___ INFORMATION PROVIDED
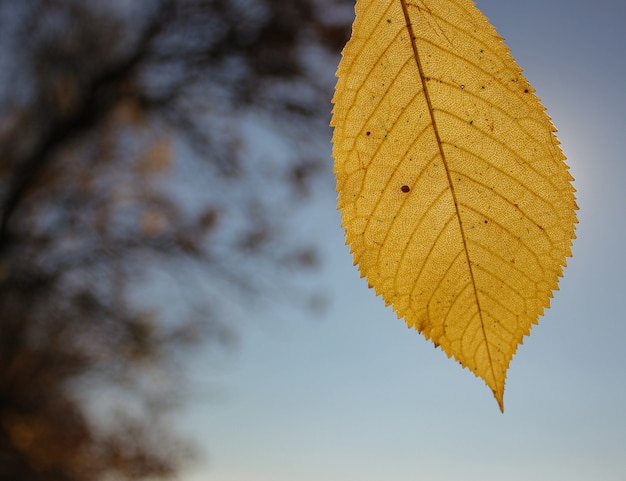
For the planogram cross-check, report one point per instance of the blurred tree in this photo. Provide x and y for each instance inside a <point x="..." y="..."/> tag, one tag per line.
<point x="129" y="146"/>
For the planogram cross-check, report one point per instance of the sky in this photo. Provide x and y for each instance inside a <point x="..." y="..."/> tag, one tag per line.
<point x="352" y="394"/>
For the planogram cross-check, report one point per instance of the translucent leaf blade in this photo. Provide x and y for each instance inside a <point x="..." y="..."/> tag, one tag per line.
<point x="456" y="200"/>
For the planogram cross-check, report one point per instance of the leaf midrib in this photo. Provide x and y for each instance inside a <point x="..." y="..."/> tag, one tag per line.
<point x="420" y="69"/>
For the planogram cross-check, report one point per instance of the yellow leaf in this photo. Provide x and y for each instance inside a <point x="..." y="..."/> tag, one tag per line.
<point x="455" y="196"/>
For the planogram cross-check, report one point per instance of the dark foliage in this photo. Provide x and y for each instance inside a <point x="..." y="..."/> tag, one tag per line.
<point x="103" y="105"/>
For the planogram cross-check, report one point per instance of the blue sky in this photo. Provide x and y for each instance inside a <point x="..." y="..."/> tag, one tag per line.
<point x="354" y="395"/>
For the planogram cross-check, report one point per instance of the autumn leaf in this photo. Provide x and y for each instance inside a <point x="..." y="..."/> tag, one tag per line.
<point x="455" y="197"/>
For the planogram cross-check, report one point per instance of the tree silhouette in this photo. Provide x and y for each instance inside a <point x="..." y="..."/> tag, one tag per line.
<point x="105" y="109"/>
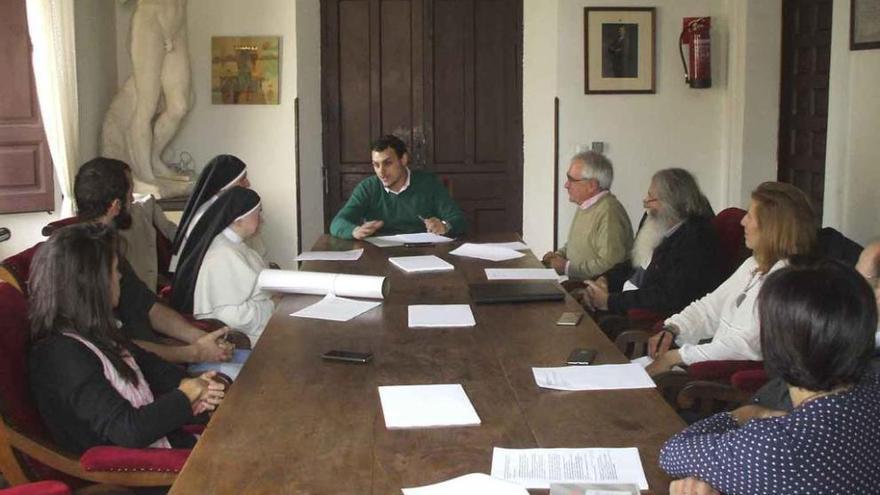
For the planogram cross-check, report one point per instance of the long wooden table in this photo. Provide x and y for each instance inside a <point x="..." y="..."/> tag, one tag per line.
<point x="293" y="423"/>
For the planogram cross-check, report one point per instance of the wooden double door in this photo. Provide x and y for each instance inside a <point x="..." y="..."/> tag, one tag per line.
<point x="443" y="75"/>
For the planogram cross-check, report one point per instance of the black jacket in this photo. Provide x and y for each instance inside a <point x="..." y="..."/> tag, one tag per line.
<point x="684" y="267"/>
<point x="83" y="410"/>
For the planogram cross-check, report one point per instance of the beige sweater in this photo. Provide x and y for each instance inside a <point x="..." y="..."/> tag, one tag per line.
<point x="600" y="237"/>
______
WORK INSTRUCTIONS: Write out every line of the data above as a JSON list of strings, one string per line, with blank lines left out. Omit the picture lines.

SOLUTION FOR THIS TASK:
[
  "For the planogram cross-check, report one point per instance of the blurred tree in this photo. Provide x and y for each instance inside a <point x=\"...\" y=\"...\"/> tag, one tag per line.",
  "<point x=\"129\" y=\"146\"/>",
  "For the planogram cross-check, report one point per instance of the sky in this photo. Provide x and y for each instance inside a <point x=\"...\" y=\"...\"/> tag, one tag per line.",
  "<point x=\"352\" y=\"394\"/>",
  "For the planogram cross-check, report one point per instance of the translucent leaf blade in this photo. Provide x and y for each instance inside a <point x=\"...\" y=\"...\"/> tag, one tag per line.",
  "<point x=\"456\" y=\"200\"/>",
  "For the planogram cross-check, report one point per instance of the leaf midrib in this photo. Provide x and y for each instance inside a <point x=\"...\" y=\"...\"/> tag, one tag per line.",
  "<point x=\"420\" y=\"69\"/>",
  "For the planogram cross-check, report one point per instance of the yellow leaf in this photo. Provide x and y for each instance inside a <point x=\"...\" y=\"...\"/> tag, one tag per line.",
  "<point x=\"455\" y=\"196\"/>",
  "For the planogram cross-check, report one point per instance of the dark foliage in this photo. Provide x and y for each instance inside a <point x=\"...\" y=\"...\"/> tag, one tag per line.",
  "<point x=\"103\" y=\"105\"/>",
  "For the planogram cross-check, report one point per instance of the blue sky in this photo. Provide x and y for each instance inside a <point x=\"...\" y=\"...\"/> tag, one tag per line.",
  "<point x=\"354\" y=\"395\"/>",
  "For the planogram cross-check, report one point per instance of the autumn leaf in this photo. Provide x and y for each instance inside a <point x=\"...\" y=\"...\"/> tag, one tag per line.",
  "<point x=\"455\" y=\"197\"/>",
  "For the planogram cross-check, report one point per instance of the tree silhouette in this photo. Provide x and y for each instance inside a <point x=\"...\" y=\"...\"/> tag, one tag per line.",
  "<point x=\"105\" y=\"109\"/>",
  "For the planogram cross-check, report one point per instance of the long wooden table in this photo. Provide x and y for each instance inside a <point x=\"...\" y=\"...\"/> tag, one tag per line.",
  "<point x=\"293\" y=\"423\"/>",
  "For the planogram cross-check, report one point per instance of the wooden double door in this photo. Provide x and y for each instance inside a <point x=\"...\" y=\"...\"/> tag, one tag per line.",
  "<point x=\"443\" y=\"75\"/>",
  "For the planogram cross-check, report one point per instance of the black jacket in this photo. Provide x and y for each instance inside a <point x=\"...\" y=\"...\"/> tag, one tag per line.",
  "<point x=\"684\" y=\"267\"/>",
  "<point x=\"83\" y=\"410\"/>",
  "For the planogram cross-check, report one point per instance of the beige sweater in this photo. Provide x and y for each instance inside a <point x=\"...\" y=\"...\"/> tag, one tag per line.",
  "<point x=\"600\" y=\"237\"/>"
]